Problem details:
Which lines of the data below contain "plant"? Please show them all.
##### Extracted entries
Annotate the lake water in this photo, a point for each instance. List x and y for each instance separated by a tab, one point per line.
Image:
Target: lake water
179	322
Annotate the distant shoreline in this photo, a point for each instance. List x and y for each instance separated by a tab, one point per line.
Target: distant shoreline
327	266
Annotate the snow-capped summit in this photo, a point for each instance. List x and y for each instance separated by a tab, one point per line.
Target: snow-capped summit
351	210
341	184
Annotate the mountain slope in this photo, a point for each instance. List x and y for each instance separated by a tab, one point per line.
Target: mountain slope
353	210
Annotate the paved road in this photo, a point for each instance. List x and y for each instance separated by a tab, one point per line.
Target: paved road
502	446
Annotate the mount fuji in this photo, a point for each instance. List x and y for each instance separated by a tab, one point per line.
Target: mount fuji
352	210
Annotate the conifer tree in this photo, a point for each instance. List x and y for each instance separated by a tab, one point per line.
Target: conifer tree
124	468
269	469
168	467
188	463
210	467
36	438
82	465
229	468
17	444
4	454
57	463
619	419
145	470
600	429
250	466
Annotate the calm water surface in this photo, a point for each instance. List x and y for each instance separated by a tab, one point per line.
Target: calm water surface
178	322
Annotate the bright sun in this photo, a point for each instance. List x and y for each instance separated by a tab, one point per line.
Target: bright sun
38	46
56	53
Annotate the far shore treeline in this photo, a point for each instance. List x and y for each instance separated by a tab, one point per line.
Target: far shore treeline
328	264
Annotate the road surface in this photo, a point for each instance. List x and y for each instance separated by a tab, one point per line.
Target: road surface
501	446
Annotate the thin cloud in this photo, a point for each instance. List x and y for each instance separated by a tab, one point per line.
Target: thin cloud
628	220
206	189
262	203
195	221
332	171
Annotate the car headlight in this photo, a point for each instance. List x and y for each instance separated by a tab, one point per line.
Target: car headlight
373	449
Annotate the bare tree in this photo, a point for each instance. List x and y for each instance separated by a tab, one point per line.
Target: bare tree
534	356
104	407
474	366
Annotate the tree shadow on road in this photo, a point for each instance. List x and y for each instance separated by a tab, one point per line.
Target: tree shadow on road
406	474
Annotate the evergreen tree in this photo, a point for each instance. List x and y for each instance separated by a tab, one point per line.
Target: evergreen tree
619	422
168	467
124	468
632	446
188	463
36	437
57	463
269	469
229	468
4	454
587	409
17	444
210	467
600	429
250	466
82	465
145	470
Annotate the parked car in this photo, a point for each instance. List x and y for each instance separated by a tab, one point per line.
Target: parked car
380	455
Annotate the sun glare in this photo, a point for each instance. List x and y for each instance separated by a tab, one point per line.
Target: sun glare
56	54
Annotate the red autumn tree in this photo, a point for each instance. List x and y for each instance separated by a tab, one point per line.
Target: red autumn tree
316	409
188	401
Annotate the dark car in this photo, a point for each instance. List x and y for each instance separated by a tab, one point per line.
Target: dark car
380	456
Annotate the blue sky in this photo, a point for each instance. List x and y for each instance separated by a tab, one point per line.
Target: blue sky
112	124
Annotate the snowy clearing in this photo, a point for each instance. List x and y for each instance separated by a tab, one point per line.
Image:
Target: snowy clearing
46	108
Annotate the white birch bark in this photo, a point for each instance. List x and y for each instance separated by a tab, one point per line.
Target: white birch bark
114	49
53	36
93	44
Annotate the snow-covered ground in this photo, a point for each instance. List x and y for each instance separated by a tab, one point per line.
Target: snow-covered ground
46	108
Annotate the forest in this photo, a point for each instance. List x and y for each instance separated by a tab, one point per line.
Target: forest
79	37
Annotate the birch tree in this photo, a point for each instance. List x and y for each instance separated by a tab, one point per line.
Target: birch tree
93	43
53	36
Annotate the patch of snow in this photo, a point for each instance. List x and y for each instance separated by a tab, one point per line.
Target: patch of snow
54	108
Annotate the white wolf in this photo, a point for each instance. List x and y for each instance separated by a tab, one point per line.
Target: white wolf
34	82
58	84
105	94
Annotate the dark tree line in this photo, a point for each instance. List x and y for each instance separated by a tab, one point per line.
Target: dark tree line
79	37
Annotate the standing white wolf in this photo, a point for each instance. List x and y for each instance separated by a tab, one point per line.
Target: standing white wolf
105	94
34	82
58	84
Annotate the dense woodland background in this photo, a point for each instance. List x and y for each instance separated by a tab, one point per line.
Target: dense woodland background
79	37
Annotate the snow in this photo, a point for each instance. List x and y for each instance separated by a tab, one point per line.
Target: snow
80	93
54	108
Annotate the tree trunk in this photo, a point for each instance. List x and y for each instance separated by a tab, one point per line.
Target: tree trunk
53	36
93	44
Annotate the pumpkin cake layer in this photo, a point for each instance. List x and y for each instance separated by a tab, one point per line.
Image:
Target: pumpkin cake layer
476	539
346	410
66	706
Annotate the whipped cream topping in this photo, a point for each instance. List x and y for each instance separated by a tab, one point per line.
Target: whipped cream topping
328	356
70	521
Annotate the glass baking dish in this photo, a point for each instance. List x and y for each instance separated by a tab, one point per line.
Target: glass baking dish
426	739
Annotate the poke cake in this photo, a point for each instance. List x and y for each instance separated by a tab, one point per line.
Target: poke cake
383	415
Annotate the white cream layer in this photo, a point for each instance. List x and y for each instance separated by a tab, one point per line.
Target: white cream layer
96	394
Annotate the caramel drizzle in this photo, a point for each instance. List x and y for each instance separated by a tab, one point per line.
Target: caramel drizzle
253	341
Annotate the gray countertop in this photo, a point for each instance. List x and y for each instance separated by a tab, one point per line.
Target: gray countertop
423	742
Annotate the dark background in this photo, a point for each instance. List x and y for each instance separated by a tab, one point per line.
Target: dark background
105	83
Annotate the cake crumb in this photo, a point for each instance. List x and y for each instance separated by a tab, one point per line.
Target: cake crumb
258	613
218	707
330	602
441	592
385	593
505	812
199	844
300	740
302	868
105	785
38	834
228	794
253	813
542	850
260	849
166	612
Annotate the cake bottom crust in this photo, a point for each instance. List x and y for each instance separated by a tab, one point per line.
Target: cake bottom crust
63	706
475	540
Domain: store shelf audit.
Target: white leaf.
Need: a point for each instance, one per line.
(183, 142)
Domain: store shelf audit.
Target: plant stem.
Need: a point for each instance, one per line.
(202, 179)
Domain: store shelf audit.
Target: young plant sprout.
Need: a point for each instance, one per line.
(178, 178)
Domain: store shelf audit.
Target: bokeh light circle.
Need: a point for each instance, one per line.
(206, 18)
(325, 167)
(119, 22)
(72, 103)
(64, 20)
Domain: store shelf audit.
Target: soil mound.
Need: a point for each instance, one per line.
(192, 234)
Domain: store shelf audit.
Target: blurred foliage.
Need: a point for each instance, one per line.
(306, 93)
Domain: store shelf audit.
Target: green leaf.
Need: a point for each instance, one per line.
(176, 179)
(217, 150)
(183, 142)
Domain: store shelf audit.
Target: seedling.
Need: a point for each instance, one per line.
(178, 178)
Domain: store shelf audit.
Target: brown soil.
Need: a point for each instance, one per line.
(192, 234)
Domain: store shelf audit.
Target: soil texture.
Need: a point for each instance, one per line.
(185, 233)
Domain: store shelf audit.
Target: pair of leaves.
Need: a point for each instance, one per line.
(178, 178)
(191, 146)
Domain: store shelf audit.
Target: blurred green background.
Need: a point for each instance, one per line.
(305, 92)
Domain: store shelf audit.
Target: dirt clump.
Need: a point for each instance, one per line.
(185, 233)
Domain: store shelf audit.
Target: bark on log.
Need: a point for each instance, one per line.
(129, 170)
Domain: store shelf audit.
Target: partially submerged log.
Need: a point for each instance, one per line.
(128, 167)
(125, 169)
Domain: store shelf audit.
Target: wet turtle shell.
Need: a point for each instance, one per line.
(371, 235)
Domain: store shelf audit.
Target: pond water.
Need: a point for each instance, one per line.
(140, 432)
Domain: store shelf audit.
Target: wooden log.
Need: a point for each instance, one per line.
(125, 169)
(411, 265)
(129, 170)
##########
Solution to the problem:
Target: plant stem.
Target: young plant sprout.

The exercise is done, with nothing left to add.